----- Texte à lire

Si j’ai à regretter une seule chose dans ma vie, c’est de ne pas avoir lu beaucoup plus de livres durant mes années scolaires.

Puisque si je l’avais fait, j’aurais pu être inspirée depuis mon plus jeune âge par beaucoup plus d’idées et d’histoires qui auraient pu forger mon jeune cerveau. Qui auraient pu éveiller prématurément mon esprit sur la vie des gens, leurs histoires, leurs caractères, leurs qualités et surtout leurs défauts. Qui auraient pu contribuer à me dévoiler précocement les secrets de la vie intérieure de mes semblables, la complexité de leurs pensées, leurs passions, leurs motivations, leurs prétentions, leurs mesquineries, leurs jalousies... Qui auraient pu me faciliter noir sur blanc l’accès aux ressorts les plus subtils et les plus intimes de leur côté obscur ainsi que leur côté éclairé.

Rassurez-vous, je me suis rattrapée et toute seule après. Et depuis que j’ai découvert le plaisir de lire, la félicité a frayé son chemin dans ma vie.

----------
----- Données recueillies

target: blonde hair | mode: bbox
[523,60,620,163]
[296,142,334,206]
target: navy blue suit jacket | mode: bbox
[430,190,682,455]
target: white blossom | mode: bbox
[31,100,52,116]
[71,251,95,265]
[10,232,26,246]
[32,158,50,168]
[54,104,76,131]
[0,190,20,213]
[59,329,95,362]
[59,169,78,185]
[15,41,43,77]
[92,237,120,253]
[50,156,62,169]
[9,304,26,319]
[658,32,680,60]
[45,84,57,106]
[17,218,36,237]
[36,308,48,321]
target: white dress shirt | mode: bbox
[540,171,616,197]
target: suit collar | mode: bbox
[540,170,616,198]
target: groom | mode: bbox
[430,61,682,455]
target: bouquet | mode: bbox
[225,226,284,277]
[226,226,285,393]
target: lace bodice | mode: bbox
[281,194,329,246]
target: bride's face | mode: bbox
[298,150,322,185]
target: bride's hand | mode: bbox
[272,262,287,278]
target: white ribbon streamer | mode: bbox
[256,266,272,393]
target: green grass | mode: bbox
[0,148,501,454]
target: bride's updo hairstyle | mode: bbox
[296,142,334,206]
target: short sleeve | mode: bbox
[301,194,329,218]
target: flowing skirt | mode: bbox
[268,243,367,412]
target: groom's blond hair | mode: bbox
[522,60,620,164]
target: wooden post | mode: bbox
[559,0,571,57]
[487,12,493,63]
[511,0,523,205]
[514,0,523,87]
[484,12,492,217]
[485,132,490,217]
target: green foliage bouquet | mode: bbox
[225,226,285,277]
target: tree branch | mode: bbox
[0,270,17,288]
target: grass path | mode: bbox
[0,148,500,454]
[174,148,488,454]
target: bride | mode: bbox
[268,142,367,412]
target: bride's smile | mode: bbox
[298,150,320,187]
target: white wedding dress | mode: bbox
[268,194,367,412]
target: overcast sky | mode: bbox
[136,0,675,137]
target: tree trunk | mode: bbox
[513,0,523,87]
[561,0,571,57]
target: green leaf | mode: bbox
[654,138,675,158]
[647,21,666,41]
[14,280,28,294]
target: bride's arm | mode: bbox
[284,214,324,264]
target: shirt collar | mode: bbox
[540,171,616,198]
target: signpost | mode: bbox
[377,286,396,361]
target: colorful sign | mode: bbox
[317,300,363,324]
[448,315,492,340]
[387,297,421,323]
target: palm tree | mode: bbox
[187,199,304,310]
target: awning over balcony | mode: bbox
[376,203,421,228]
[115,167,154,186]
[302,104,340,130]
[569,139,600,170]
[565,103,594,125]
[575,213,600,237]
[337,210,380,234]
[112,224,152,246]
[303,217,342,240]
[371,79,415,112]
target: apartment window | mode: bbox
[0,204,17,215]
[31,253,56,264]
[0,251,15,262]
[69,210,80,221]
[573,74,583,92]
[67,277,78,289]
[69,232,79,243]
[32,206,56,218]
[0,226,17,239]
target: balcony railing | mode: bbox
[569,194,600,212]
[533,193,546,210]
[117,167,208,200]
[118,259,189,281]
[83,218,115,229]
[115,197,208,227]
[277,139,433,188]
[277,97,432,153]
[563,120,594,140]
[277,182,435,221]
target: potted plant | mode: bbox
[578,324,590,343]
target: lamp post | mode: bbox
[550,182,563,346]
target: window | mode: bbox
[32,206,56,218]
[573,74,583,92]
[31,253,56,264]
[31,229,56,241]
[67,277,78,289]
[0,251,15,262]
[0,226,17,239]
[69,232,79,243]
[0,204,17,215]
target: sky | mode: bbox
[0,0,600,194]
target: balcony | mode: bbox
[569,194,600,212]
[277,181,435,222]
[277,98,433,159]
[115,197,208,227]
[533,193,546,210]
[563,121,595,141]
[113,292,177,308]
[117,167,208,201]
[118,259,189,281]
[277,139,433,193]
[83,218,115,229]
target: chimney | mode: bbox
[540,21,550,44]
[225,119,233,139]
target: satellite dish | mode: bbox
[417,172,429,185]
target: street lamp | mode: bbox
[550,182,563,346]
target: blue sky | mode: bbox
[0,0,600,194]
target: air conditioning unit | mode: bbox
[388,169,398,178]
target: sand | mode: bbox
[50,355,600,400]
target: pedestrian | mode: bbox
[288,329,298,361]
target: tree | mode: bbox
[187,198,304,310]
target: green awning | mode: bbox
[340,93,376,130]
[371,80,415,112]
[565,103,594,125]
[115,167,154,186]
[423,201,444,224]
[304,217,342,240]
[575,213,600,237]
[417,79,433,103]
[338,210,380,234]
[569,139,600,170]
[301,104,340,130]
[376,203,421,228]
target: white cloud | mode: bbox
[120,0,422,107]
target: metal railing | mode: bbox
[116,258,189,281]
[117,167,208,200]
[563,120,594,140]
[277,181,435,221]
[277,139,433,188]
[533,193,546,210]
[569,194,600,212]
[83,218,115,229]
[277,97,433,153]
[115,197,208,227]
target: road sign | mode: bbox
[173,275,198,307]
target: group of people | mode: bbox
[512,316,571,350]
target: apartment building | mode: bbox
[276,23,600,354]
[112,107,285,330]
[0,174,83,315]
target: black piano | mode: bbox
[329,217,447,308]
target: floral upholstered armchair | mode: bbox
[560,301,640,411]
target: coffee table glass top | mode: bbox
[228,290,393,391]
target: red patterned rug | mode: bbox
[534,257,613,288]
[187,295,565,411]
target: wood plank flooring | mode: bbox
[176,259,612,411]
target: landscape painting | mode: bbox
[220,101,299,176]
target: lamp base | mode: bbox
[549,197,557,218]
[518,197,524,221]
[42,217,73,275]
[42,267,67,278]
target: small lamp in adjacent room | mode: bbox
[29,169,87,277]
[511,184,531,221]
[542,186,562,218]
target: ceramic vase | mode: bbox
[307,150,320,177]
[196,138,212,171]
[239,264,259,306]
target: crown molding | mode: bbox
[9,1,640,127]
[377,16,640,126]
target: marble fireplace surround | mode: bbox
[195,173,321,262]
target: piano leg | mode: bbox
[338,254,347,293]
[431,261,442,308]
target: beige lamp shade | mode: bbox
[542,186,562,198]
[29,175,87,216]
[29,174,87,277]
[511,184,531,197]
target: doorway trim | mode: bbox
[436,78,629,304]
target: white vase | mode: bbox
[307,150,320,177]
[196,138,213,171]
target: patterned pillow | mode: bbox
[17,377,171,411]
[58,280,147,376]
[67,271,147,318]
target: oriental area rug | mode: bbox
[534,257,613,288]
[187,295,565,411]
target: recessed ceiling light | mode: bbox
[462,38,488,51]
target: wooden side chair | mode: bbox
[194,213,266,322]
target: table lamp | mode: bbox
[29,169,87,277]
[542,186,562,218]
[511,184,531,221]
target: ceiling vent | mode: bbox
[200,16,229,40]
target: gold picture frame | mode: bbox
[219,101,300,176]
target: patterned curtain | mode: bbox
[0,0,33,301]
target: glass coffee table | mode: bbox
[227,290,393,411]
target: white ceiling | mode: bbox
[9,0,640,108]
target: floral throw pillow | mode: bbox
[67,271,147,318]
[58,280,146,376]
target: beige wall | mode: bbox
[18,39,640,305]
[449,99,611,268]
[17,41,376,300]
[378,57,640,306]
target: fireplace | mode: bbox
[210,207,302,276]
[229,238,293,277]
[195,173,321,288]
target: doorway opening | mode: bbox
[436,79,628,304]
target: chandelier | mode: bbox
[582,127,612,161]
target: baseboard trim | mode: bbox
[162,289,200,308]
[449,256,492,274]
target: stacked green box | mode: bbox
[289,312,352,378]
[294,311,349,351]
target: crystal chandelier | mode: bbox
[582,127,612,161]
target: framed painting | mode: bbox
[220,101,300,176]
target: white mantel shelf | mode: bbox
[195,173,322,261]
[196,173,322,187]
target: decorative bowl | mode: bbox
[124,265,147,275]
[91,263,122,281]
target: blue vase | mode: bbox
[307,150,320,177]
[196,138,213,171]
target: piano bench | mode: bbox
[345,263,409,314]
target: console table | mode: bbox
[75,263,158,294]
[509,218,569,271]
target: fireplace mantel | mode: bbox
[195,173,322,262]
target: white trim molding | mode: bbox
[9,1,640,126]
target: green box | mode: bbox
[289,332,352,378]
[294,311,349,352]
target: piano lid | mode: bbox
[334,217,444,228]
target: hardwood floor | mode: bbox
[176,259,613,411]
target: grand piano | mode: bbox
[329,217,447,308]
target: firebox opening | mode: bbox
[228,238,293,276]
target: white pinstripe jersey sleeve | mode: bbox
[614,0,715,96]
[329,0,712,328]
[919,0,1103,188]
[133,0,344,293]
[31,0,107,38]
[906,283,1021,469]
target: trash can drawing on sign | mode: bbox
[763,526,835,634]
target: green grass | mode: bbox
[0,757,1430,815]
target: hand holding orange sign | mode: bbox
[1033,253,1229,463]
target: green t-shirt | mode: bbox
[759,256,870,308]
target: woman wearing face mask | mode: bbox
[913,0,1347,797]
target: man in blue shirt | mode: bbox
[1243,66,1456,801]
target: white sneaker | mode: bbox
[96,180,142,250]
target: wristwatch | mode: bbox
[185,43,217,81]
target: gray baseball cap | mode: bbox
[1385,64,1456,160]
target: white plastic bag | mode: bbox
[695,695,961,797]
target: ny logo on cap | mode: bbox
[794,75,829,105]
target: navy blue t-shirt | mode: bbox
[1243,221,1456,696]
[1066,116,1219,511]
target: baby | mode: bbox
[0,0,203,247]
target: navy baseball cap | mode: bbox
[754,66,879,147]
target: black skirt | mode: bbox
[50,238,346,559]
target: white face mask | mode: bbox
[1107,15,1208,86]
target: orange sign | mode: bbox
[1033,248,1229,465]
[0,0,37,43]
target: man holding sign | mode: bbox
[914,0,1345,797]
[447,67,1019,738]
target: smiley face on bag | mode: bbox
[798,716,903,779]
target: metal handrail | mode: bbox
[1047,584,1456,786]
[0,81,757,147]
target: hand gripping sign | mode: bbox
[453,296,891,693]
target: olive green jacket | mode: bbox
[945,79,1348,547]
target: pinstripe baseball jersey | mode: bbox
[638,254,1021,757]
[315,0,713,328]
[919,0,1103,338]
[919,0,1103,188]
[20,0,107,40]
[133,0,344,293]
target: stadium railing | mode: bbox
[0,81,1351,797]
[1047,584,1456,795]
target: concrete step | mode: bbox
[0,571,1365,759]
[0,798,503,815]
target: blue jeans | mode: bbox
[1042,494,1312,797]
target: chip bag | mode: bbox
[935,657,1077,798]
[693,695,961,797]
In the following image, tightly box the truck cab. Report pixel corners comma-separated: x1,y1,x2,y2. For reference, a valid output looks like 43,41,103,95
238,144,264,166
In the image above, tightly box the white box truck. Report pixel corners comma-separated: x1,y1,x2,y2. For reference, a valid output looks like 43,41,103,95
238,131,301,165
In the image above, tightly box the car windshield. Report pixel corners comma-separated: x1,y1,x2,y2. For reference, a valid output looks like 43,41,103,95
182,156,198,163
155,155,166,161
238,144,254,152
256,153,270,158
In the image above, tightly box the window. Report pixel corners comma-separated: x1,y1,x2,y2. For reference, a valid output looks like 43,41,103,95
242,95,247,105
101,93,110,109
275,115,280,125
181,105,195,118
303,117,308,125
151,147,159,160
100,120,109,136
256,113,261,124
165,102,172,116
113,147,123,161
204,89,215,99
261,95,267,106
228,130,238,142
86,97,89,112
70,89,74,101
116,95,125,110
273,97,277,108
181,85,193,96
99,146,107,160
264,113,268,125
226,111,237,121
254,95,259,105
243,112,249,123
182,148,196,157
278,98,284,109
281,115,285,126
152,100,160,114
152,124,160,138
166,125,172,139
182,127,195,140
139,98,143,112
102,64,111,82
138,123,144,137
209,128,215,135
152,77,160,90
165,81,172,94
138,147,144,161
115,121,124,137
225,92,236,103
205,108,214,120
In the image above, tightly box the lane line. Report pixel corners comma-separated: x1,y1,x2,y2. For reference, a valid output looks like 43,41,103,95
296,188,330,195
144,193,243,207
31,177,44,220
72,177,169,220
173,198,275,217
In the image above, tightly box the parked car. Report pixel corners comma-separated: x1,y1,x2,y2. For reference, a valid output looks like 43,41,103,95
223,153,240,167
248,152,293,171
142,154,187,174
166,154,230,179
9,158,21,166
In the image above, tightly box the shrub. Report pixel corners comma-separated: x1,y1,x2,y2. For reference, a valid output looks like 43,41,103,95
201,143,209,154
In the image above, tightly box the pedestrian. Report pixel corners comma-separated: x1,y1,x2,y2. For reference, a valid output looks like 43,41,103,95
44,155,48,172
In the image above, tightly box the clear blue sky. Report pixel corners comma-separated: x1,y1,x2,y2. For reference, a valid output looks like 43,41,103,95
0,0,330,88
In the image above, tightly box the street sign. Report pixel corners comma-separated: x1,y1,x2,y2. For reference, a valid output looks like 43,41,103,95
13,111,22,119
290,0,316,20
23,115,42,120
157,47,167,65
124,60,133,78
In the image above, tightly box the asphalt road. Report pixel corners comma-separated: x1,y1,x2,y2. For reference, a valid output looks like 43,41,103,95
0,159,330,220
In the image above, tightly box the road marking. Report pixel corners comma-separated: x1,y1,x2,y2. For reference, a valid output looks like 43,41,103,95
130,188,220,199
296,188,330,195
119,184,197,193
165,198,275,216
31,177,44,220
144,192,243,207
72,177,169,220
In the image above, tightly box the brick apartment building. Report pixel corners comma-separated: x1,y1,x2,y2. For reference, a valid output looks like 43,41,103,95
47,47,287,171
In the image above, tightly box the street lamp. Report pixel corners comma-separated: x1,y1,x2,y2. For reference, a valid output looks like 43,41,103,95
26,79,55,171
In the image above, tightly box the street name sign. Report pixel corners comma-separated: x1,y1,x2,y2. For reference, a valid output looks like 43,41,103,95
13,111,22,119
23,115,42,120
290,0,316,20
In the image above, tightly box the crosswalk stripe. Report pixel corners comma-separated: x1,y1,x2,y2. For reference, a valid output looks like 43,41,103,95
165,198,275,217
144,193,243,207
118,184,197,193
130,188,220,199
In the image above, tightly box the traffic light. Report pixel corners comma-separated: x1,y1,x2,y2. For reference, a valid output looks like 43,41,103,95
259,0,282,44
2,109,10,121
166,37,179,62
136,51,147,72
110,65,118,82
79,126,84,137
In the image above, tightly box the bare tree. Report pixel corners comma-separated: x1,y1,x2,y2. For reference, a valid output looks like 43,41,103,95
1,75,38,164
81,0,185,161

----------

__Consignes__:
1. Dans le texte sur la lecture, reprenez la partie qui commence par les mots contenant "Puisque si je" et se termine par "leur côté éclairé.", en remplaçant "leurs passions" par "leurs rêves".
2. Répondez à ces questions sur le texte sur la lecture :
(a) Quelle est la seule chose à regretter dans la vie, selon la première phrase ?
(b) Quels deux côtés des semblables sont mentionnés à la fin du deuxième paragraphe ?
(c) Qu'est-ce qui a frayé son chemin dans la vie depuis la découverte du plaisir de lire ?
3. Prolongez le texte sur la lecture à partir de sa dernière phrase.

__Réponses__:
1.
Puisque si je l’avais fait, j’aurais pu être inspirée depuis mon plus jeune âge par beaucoup plus d’idées et d’histoires qui auraient pu forger mon jeune cerveau. Qui auraient pu éveiller prématurément mon esprit sur la vie des gens, leurs histoires, leurs caractères, leurs qualités et surtout leurs défauts. Qui auraient pu contribuer à me dévoiler précocement les secrets de la vie intérieure de mes semblables, la complexité de leurs pensées, leurs rêves, leurs motivations, leurs prétentions, leurs mesquineries, leurs jalousies... Qui auraient pu me faciliter noir sur blanc l’accès aux ressorts les plus subtils et les plus intimes de leur côté obscur ainsi que leur côté éclairé.

2.
(a) Ne pas avoir lu beaucoup plus de livres durant les années scolaires.
(b) Leur côté obscur et leur côté éclairé.
(c) La félicité.

3.
En un mot comme en cent, la lecture offre un résumé de la nature humaine sur un plat dont les pages se tournent sur des histoires appétissantes qui rassasient les esprits affamés et assouvissent leur soif du savoir. C’est un apprentissage sur nos frères dans l’humanité d’autant plus performant que l’expérience sur le terrain. Des leçons de vie, ô combien inspirantes.

Puisqu’un roman, un traité, un conte, une fable, un récit, une chronique ne laissent pas indifférents. Ça laisse une trace, une empreinte qui creuse exquisément sa place dans les esprits pour les aider à dominer leurs passions tristes qui dégradent les pensées et la vie des humains en général ; une cicatrice délicieuse qui se régénère grâce à des phrases qui fleurissent sur des lèvres avides de belles citations et à des mots érudits qui bourgeonnent dans le cœur des printaniers de la vie pour déclamer leur amour et leurs émotions.

« La sottise rend méchant ; et les brutes, écrivait Voltaire à Rousseau, sont souvent de célèbres ignorants. » Et je dirai très humblement à notre éminent philosophe que le remède à l’ignorance et à la sottise se trouve dans la lecture. Lire, s’instruire, interpréter et réfléchir pour après se faire sa propre opinion, et l’ignorance et la sottise disparaissent et par déduction les méchants et les brutes.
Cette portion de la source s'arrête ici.